_Goal of the exercise_
Restate verbatim the span of lines below between the line with "Task: indicate the low" and the line with "Task: indicate the tall", including those two lines, and only that span.

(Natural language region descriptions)
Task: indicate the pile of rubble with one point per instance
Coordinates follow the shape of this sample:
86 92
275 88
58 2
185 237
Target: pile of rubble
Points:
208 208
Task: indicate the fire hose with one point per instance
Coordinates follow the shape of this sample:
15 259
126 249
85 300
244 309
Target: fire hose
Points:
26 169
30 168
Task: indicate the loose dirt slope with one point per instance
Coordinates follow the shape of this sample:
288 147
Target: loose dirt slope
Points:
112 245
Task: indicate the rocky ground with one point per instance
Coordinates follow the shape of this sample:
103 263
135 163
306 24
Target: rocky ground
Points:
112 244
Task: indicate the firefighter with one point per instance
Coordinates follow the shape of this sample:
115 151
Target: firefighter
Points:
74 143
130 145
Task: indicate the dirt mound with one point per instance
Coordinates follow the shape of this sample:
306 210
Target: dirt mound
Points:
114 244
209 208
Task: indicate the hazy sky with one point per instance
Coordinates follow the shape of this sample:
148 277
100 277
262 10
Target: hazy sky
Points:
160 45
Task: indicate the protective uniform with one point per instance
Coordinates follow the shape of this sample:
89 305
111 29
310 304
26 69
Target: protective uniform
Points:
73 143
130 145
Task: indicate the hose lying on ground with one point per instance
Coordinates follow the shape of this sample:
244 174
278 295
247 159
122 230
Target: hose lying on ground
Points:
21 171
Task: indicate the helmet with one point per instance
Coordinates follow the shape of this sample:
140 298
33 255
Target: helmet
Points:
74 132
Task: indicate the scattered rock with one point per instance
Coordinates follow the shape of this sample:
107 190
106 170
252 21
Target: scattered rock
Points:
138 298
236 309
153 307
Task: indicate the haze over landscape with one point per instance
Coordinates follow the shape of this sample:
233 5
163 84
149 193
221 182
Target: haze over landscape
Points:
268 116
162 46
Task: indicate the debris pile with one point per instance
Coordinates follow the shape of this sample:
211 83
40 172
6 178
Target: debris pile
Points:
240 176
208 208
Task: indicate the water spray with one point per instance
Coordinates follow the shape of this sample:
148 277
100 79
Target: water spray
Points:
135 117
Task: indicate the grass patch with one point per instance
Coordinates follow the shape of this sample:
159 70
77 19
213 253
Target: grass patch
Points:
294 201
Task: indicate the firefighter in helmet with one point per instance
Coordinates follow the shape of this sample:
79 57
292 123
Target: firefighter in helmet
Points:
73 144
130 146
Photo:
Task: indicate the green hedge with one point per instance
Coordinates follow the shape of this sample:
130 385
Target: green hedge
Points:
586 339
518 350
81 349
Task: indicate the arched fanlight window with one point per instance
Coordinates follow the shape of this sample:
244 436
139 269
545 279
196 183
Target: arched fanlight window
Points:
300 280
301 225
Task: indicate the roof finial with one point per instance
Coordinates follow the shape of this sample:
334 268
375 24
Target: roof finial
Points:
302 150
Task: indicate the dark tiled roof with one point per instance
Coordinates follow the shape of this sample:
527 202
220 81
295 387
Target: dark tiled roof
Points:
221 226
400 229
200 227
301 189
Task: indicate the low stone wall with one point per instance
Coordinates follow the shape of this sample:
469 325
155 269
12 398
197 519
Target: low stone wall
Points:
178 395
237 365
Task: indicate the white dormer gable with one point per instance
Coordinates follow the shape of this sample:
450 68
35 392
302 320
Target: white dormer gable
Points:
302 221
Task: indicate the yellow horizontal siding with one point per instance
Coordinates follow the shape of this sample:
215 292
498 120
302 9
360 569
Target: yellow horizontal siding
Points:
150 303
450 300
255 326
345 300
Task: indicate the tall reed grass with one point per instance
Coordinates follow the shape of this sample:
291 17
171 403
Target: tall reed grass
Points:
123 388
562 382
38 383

_Output of the exercise_
Task: indicate the low stone wall with one point per instance
Coordinates follow the shape of this sample:
469 325
155 269
12 398
197 519
Target: low stone wall
Points:
178 395
237 365
Task: indicate the white dormer gable with one point per instance
Coordinates follow the shape of this sample:
450 68
35 392
302 320
Target: white dormer gable
Points:
302 221
Task: indicate the yellow horizontal siding with one point per instance
Coordinates follow the shape of this sample:
215 292
498 120
302 9
360 569
Target: yellow horizontal siding
Points:
150 303
450 300
255 326
345 300
Task: indicate the tall reed grass with one point per instance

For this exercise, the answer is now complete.